• Excerpt provided
The Indian government’s plan to sell the troubled state-owned airline Air India is drawing interest from the Tata Group, according to various media reports.
The salt-to-software conglomerate has intensified the due diligence process and its officials have been visiting Air India sites lately. They include officials from Air Asia India, in which the Tata Group has a stake, Tata Consultancy Services and other group companies, Indo-Asian News Service reports.
Tata Group has roped in Bain and Company and Seabury Group to carry out due diligence on Air India and its subsidiary Air India Express. It has also hired experts from Delta and United Airlines to make a blueprint for post-merger integration of Air India with its existing airline businesses, Business Standard reports.
The Mumbai-headquartered conglomerate currently has stakes in two airlines – Vistara, a full-service airline, and AirAsia India, a budget carrier. Tata Group owns a 51.49% stake in Vistara, while Singapore Airlines holds the rest. Singapore Airlines had earlier abandoned the no-compete clause, allowing the Tata Group to go ahead with a solo bid for Air India.
As for Air Asia India, Tata Group had increased its holdings to 84% from 51% last year, because its partner AirAsia Berhad wants to scale back its India operations following Covid-19 pandemic losses.

• Dataset content
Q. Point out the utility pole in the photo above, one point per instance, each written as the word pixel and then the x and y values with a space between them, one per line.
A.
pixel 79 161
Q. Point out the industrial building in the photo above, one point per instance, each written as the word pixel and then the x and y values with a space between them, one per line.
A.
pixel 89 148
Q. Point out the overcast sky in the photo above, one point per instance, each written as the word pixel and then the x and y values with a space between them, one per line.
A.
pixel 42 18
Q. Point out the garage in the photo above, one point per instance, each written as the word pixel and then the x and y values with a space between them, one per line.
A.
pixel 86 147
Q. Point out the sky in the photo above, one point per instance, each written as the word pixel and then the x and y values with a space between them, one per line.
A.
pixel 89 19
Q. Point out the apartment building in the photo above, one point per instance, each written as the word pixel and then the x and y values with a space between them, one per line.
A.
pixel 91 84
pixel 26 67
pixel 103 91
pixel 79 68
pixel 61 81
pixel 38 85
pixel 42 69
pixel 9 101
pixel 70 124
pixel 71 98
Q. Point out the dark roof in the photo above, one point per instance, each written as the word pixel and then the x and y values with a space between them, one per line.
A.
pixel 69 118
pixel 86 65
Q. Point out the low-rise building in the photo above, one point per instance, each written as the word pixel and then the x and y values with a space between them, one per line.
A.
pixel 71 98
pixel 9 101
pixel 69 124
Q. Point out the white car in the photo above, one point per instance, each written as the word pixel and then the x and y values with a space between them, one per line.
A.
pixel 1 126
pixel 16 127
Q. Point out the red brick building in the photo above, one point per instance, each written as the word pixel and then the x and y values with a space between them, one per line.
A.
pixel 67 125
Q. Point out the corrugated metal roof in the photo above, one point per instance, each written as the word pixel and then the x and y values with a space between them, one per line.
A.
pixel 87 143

• Questions on the material
(1) From the article on the Air India sale, write out the passage starting with "The Mumbai-headquartered conglomerate" and going on through "for Air India.".
(2) Condense the paragraph of the Air India article that begins "The Mumbai-headquartered conglomerate" into a short bulleted list that keeps its main facts.
(3) According to the Air India article, which two firms did Tata Group bring in to carry out due diligence on Air India and Air India Express?

• Per-task answers
(1)
The Mumbai-headquartered conglomerate currently has stakes in two airlines – Vistara, a full-service airline, and AirAsia India, a budget carrier. Tata Group owns a 51.49% stake in Vistara, while Singapore Airlines holds the rest. Singapore Airlines had earlier abandoned the no-compete clause, allowing the Tata Group to go ahead with a solo bid for Air India.

(2)
- Tata Group holds stakes in two airlines: Vistara, a full-service airline, and AirAsia India, a budget carrier.
- Tata Group owns 51.49% of Vistara, and Singapore Airlines holds the rest.
- Singapore Airlines earlier dropped the no-compete clause, which lets Tata Group make a solo bid for Air India.

(3) Bain and Company and Seabury Group.